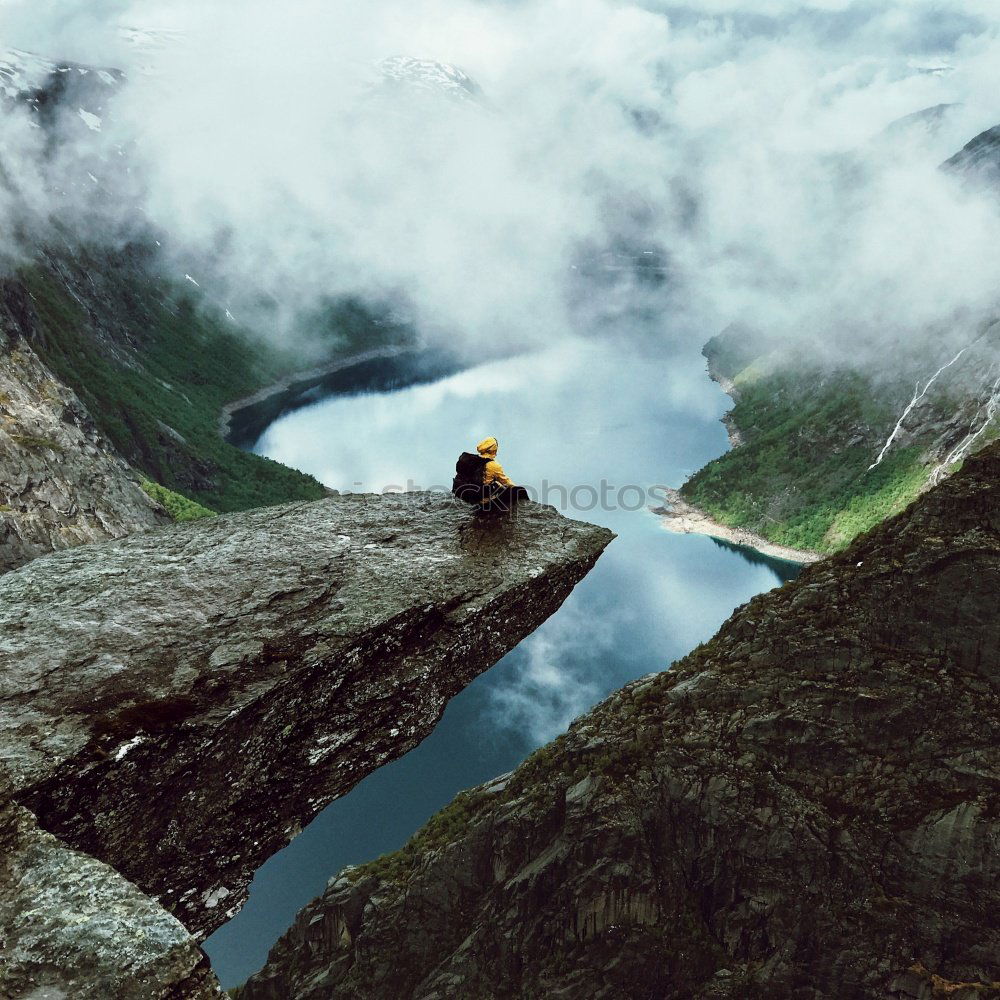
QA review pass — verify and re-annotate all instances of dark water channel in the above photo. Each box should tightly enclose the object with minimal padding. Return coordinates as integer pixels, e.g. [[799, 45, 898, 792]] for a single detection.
[[206, 343, 797, 987]]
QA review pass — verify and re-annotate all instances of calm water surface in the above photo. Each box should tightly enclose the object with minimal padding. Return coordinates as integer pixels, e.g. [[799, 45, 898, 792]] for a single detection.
[[206, 343, 796, 987]]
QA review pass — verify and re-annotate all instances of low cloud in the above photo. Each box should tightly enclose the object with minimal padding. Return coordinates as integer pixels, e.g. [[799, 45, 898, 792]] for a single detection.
[[0, 0, 1000, 363]]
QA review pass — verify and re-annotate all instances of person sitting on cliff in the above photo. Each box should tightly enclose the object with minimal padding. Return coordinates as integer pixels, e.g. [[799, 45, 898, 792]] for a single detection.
[[451, 437, 528, 514]]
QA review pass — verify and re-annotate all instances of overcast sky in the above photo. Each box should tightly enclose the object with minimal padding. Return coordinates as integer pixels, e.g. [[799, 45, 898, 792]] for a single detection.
[[0, 0, 1000, 353]]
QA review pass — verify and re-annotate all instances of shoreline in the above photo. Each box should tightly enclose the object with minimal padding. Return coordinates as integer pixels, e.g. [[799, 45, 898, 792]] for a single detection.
[[219, 345, 414, 443], [653, 489, 826, 566]]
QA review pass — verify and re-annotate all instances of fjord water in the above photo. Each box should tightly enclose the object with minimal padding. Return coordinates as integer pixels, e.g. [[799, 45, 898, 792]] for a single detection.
[[206, 342, 797, 987]]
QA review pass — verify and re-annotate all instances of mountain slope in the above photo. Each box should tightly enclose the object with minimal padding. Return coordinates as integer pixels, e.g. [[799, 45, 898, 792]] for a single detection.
[[238, 444, 1000, 1000], [0, 281, 169, 573], [0, 494, 612, 1000]]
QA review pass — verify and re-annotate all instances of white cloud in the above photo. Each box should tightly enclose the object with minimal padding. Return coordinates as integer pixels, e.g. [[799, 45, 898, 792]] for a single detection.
[[4, 0, 1000, 368]]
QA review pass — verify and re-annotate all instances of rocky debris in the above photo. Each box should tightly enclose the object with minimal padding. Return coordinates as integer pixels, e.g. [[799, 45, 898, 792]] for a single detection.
[[0, 493, 613, 998], [0, 282, 169, 572], [239, 444, 1000, 1000]]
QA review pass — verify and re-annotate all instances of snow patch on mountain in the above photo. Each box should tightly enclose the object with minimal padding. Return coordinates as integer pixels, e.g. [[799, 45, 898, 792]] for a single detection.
[[378, 56, 483, 104]]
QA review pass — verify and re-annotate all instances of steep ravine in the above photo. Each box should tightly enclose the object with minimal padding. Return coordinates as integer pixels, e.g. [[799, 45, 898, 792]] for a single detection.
[[239, 445, 1000, 1000], [0, 280, 170, 573], [0, 494, 612, 1000]]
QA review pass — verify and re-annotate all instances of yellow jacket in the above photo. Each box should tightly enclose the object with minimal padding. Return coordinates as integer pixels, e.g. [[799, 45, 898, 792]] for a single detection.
[[476, 438, 514, 486]]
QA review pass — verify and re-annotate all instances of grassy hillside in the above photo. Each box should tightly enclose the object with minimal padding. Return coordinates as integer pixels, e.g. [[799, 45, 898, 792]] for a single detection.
[[19, 248, 400, 512], [681, 340, 947, 552]]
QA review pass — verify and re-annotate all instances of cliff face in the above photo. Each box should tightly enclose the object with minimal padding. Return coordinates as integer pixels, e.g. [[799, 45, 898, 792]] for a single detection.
[[241, 445, 1000, 1000], [0, 282, 169, 573], [0, 494, 611, 1000]]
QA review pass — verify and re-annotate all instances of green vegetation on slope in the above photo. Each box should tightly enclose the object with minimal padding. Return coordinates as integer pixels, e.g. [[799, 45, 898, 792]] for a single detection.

◆ SHORT TASK:
Print every item above word for word, leaving out the pictures.

◆ IN RESPONSE:
QA review pass — verify and re-annotate all instances of dark water channel in the above photo. Each box should tightly enclose the object with minimal padding. Return coordinates as integer pixels, e.g. [[799, 45, 898, 792]] for a single detection.
[[206, 343, 797, 987]]
QA review pass — verify and re-annotate all instances of calm water surface in the above photo. Each box should tightly enclose the object with minimal padding. Return coordinates as integer pixels, e.g. [[799, 45, 898, 792]] for a single detection.
[[206, 343, 796, 987]]
QA review pass — verify and re-annotate all instances of low cloud in the above photo. Each box should tightly enclose the object with minimal padding. Return coordinates as integer pixels, e.g. [[799, 45, 898, 792]] for a single detection.
[[0, 0, 1000, 363]]
QA review pass — verify and re-annotate all instances of person sitting on cliff in the above photo. Each box should tightly enclose the object with minimal padding. Return coordinates as integer pixels, e.g. [[799, 45, 898, 792]] for a single detection.
[[451, 437, 528, 514]]
QA review pass — verify and re-annotate all instances of overcast sky in the above photo. Each box should tightly enclose the object with minimal padding. Return coordinates as integer pixels, e.g. [[799, 45, 898, 792]] for a single detection.
[[0, 0, 1000, 353]]
QA review pass — verify and re-annotate all instances of shoreline in the above photo. Each box should tightly enclose the object with minimal padding. Return coordinates as integer pixels, e.g. [[799, 45, 898, 792]] for a single detection.
[[219, 345, 414, 443], [653, 489, 826, 566]]
QA review pass — verify and re-annotate all instances of fjord water in the above photo. Each box should tightly enclose the object with minimal padding. Return coordinates as integer pixels, e.g. [[799, 45, 898, 792]] for a single detection.
[[206, 342, 797, 987]]
QA review pass — verify and re-annotate all instances of mountain slope in the above photo. Each box should tightly enclose the object with minimal padding. Return coordinates as integer pixels, e.g. [[799, 45, 898, 792]] for a single detection.
[[238, 444, 1000, 1000], [0, 281, 169, 573], [0, 494, 612, 1000]]
QA review pass — verify and re-annotate all instances of white cloud in the above photo. Each box should tightly enclose the object with minimal padding. Return coordinates as integer pixels, e.g. [[799, 45, 898, 792]] for a single detection.
[[4, 0, 1000, 368]]
QA review pass — verify and re-annotate all instances of rocky debris in the above photo. Each box should tightly enclose the object with minimal padding. Return coordinates as integer pixels, e.g. [[799, 45, 898, 792]] for a single detection.
[[0, 493, 613, 998], [0, 282, 169, 572], [239, 444, 1000, 1000]]
QA review pass — verify and re-annotate all instances of snow patch on mountain in the above photo. Each box should tightly enclose the object with minimal padding. Return coordinates as integer pixels, e.g. [[799, 45, 898, 792]] for a single detection.
[[378, 56, 483, 104]]
QA review pass — verify and re-annotate all instances of steep ravine in the above photo. Each box should tightly enclose the object with minimal padding. Return coordinates as integer pixels, e.g. [[799, 45, 898, 792]] for a single detection.
[[239, 445, 1000, 1000], [0, 280, 170, 573], [0, 494, 612, 1000]]
QA review pass — verify and re-annotate all instances of yellow jacket in the above photo. Each box should tightly enclose the object with minimal padding. Return coordinates as integer pixels, e.g. [[799, 45, 898, 792]] for a single detection.
[[476, 438, 514, 486]]
QA review pass — verify and re-annotate all instances of grassy hillside in the above photo. Each box should tightly enclose the object with minimal padding. Return coordinates as integer pixels, e.g. [[799, 45, 898, 792]] for a single detection.
[[19, 248, 400, 512], [681, 340, 947, 552]]
QA review pass — verify and re-annotate all instances of cliff face in the above photo. Each box should tightly enclose the object with minimal padding. Return coordinates as integer pixels, e.g. [[799, 45, 898, 792]] for a single detection.
[[241, 445, 1000, 1000], [0, 282, 169, 573], [0, 494, 611, 1000]]
QA review pass — verify and re-annotate all instances of green vegetation on slope in the above photo. Each box should tightly enclose the object with minimal padding. Return coordinates as integer pixels, e.g. [[799, 45, 898, 792]] for a single detection.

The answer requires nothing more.